• PAGE EXTRACT:

Nobu’s Japanese Restaurant has closed in University City and will reopen in the Delmar Loop later this year

One of St. Louis’ oldest sushi restaurants is moving to a new location in a few months. Nobu’s Japanese Restaurant, which was located at 8643 Olive Blvd. in University City from 1990 until this June, will soon reside at 6253 Delmar Blvd. in the Loop in the same building as United Provisions

The new spot is slated to open in late 2021 and will offer a more focused menu. “We used to be a restaurant that used all these proteins, and it’s a lot to handle and specialize on, so we’re sticking to seafood,” said George Schinichi Kidera, Nobu's co-owner, chef and operator. “Before, we were a family restaurant offering comfort foods, but now we’re focusing on sushi, specifically, sashimi and nigiri.” 

A selection of seafood-focused a la carte dishes will also be available upon reopening. On the beverage side, they plan to offer cocktails, spirits, beer, wine and a selection of sakes.

• DATA RECORDS:
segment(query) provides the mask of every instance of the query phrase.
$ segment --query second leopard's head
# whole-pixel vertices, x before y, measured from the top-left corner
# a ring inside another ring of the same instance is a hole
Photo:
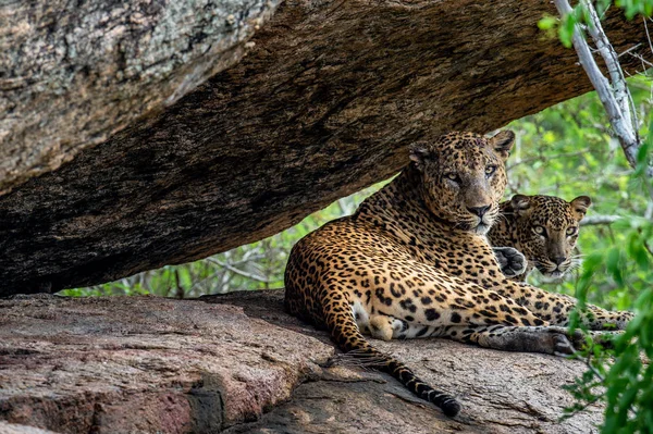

• AIM OF THE EXERCISE:
Please answer these questions from the article on Nobu's move:
1. At what address was the restaurant located in University City?
2. When is the new spot slated to open?
3. What drinks do they plan to offer?

• SOLUTION TO THIS TASK:
1. 8643 Olive Blvd.
2. Late 2021.
3. Cocktails, spirits, beer, wine and a selection of sakes.